When my great aunt went to the hospital to give birth the doctor wasn’t available yet so they tied her legs together until the doctor could get there. This was in the 50’s but sheesh.

I have an older friend who gave birth and woke up to find that the majority of her inner labia had been “trimmed away” at her (now ex) husband’s request. She was not consulted. This was in Virginia in the 80’s. Years later she wanted to sue the doctor but was told she had no case because too much time had passed. She still feels like she is mutilated.

beachguy82 on February 25th, 2023 at 17:43 UTC »

As a married man whose wife had three kids by vaginal birth with tearing, I can safely say that sex still feels just as amazing without any magical extra stitch.

mzyos on February 25th, 2023 at 15:46 UTC »

I'll reiterate what I always do as an Obstetrician.

There is no feasible way to create tightness in the vagaina with a suture alone, you literally need to remove tissue to do this.

Now does infection, or over tightening sutures increase fibrosis which causes pain? Yes. Does this make the vagina tighter, no.

Are there going to be stories where people suturing say something that is misinterpreted, or make a bad joke and the patient ends up with poor wound healing? Yes. Is making a bad joke abhorrent in these situations? Yes.

Do partners routinely ask for an extra suture? No, but it occurs a bit. I just ignore it, but its a difficult situation to be in. You can't just tell the person to fuck off, you're in the room with them, trying to concentrate and also keep good rapport. Though I have known people turn around and ask them if they have a tiny dick, but I tend to avoid exacerbating anything, their child is just born ans adrenaline is at a high.

This is basically folklore medicine, but due to the fact that women do feel pain on a relatively regular occurance from tears healing badly (infection rates are about 5% and poor heqling probably affects a third of these), it goes hand in hand with the idea the medical profession is purposely doing these.

Once again, I reiterate, I am a surgeon (obgyn) and repair these tears very frequently. Feel free to check my r/askdocs posts for my verification.

edit: spelling (I'm keeping vagaina just for kicks)

Just adding this for further context on people saying that FGM is done with a suture, so surely you can do a "daddy stictch" with just a suture.

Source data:
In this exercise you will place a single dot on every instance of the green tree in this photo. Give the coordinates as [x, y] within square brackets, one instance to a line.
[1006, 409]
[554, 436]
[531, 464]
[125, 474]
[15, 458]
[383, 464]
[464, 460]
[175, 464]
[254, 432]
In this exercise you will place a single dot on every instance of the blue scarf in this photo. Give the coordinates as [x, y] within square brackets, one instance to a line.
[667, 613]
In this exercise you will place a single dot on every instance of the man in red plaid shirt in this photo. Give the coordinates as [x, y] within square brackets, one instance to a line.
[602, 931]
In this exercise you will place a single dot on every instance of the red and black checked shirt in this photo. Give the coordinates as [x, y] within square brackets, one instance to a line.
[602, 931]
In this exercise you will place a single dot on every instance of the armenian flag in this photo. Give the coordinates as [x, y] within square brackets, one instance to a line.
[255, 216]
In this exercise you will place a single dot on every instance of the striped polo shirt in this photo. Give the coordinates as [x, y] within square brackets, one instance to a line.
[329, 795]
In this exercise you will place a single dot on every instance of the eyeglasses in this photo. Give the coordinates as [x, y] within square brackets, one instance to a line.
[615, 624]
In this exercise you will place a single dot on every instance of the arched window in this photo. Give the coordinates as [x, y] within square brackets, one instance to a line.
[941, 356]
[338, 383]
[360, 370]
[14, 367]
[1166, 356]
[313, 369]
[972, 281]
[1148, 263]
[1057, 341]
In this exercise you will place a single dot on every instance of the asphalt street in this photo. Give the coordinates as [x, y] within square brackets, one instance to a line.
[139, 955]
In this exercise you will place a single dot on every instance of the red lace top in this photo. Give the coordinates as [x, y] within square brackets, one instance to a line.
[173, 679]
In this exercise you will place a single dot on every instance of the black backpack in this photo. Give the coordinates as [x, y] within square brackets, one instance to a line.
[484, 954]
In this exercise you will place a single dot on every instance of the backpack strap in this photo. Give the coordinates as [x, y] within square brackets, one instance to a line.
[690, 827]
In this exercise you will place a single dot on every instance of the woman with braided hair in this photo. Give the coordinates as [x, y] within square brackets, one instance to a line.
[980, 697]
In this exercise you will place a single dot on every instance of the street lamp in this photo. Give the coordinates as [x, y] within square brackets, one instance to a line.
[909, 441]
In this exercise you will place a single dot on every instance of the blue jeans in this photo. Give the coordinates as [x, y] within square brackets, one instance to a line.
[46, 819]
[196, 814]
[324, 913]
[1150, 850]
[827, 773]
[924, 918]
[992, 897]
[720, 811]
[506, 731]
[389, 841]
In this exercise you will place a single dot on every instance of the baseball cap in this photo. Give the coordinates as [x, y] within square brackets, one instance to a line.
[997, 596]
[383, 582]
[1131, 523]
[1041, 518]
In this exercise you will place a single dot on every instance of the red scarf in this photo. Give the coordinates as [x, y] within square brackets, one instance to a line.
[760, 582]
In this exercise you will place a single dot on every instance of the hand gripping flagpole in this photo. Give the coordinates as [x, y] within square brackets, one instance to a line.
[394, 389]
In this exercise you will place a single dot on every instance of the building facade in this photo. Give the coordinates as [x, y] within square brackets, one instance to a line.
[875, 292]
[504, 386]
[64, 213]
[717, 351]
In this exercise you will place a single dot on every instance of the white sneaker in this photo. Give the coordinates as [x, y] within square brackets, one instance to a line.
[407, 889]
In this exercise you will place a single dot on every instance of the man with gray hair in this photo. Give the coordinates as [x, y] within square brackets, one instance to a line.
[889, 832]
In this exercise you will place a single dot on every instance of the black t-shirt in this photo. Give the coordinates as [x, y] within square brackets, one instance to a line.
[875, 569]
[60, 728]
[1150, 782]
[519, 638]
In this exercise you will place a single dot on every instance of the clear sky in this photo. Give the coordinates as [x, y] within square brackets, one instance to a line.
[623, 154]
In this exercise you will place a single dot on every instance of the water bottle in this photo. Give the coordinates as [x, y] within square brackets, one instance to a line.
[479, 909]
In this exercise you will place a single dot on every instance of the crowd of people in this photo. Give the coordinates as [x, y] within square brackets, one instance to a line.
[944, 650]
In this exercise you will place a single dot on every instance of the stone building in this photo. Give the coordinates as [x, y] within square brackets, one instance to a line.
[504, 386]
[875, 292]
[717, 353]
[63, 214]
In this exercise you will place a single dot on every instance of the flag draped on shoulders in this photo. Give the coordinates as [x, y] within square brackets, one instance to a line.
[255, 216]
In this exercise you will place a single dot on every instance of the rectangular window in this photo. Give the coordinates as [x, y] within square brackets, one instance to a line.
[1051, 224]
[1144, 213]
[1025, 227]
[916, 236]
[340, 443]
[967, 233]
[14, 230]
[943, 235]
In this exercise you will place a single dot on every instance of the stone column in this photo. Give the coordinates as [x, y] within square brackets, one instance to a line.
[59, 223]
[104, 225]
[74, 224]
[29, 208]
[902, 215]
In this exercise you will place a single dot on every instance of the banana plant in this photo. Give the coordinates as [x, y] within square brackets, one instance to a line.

Exercise instructions:
In the comment thread on childbirth stitching, list every question the obstetrician answers with "Yes."

Final answer:
- Now does infection, or over tightening sutures increase fibrosis which causes pain?
- Are there going to be stories where people suturing say something that is misinterpreted, or make a bad joke and the patient ends up with poor wound healing?
- Is making a bad joke abhorrent in these situations?